Whenever a line in the records below holds the string "keypoint", include it in the count, and state the number alone.

● ● ●

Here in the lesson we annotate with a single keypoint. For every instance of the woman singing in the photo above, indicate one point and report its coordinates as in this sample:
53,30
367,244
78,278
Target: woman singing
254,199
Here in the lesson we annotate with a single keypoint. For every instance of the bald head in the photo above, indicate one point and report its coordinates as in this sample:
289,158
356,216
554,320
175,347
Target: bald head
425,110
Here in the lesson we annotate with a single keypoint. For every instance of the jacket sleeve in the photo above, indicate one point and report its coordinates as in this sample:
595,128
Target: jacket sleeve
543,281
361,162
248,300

● ● ●

▶ **FINISHED TASK**
3